Selected text:

Story & Visual #2: New Marriage by Education
Almost the entire increase in new marriages from 2011 to 2012 is accounted for by the college educated.

This is the graph that originally caught my eye in my Twitter feed. In this case, the comparison we want the reader to make is between the Bachelor's degree or more series and the other series over time. We want to draw special emphasis to the increase over time for this group from 2011 to 2012, to help make the point that this group accounted for nearly all of the overall increase in new marriages.

The original chart isn't constructed in a way that makes this easy. Again, I'd recommend a line graph. In this case, the data works well (lines aren't overlapping, creating a spaghetti graph) and it's easier to compare the relative heights of the lines when they are all oriented against the same yearly x-axis (rather than repeat the years for each category, as was done in the original graph). Since the main point is about the Bachelor's degree or more series, we can call the reader's attention there through use of color. We can emphasize the 2011 to 2012 increase by using a darker shade of the same color. I rounded the figures, as decimal places weren't needed here (and can actually result in a false sense of precision, since I believe these figures are based on a survey sample, so not the entire US population).

Story & Visual #3: New Marriage by Age
The prime age for getting hitched is 25 to 34.

A similar approach can be taken for the third visual in the article, which was designed the same as the second visual, but focused on marriage rate by age. Typically, I would suggest leveraging the natural ordering of the categories (keeping the age groups in order from lowest to highest, as was done in the original), however in this case I think we can break that guideline and still have a chart that's easy to read because of the clear labeling of the various series. Again, this design (line chart, aligned by common x-axis, using color to highlight the series of interest) allows the reader to make the comparison we want - between 25-34 year olds and other ages - more easily than the original. Again, I rounded the figures shown in the data labels.

Requirements: In the text on redesigning the marriage charts, which age range is named as the prime age for getting hitched?

Dataset excerpt:

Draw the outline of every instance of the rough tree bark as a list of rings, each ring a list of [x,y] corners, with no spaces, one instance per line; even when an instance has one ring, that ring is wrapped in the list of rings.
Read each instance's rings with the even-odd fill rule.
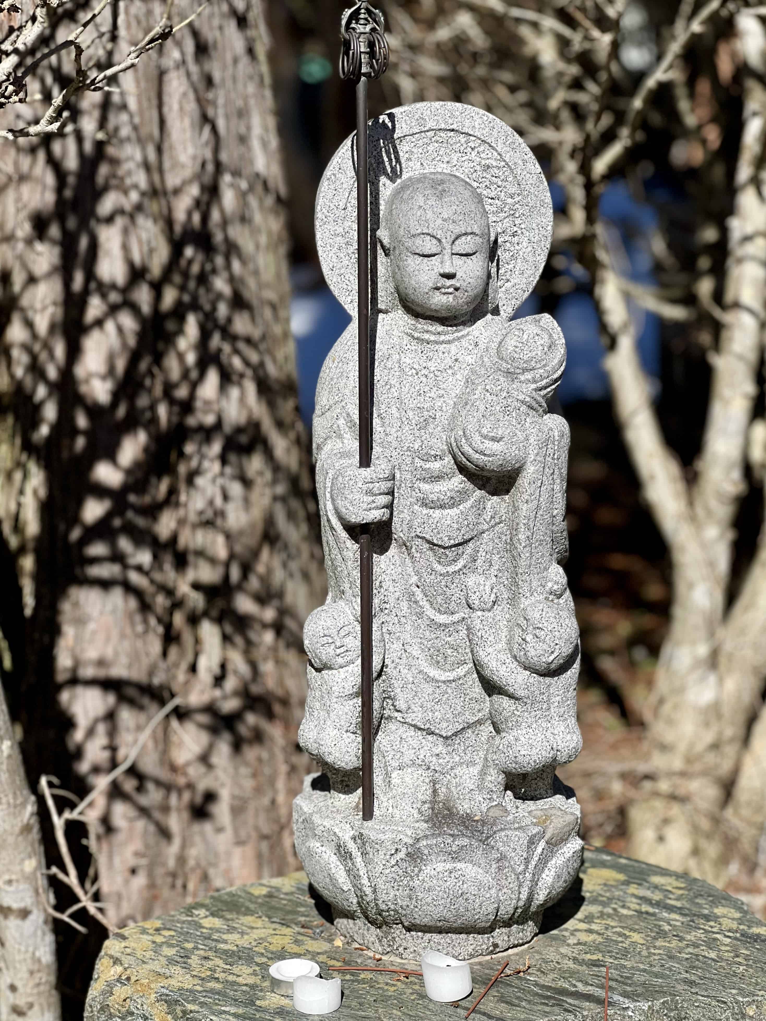
[[[112,0],[98,46],[114,62],[166,8]],[[324,582],[267,44],[261,0],[209,3],[71,134],[0,143],[0,627],[28,772],[82,795],[183,699],[89,809],[117,926],[295,864]]]
[[[0,1018],[61,1016],[44,868],[37,800],[0,684]]]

Correct response: 25 to 34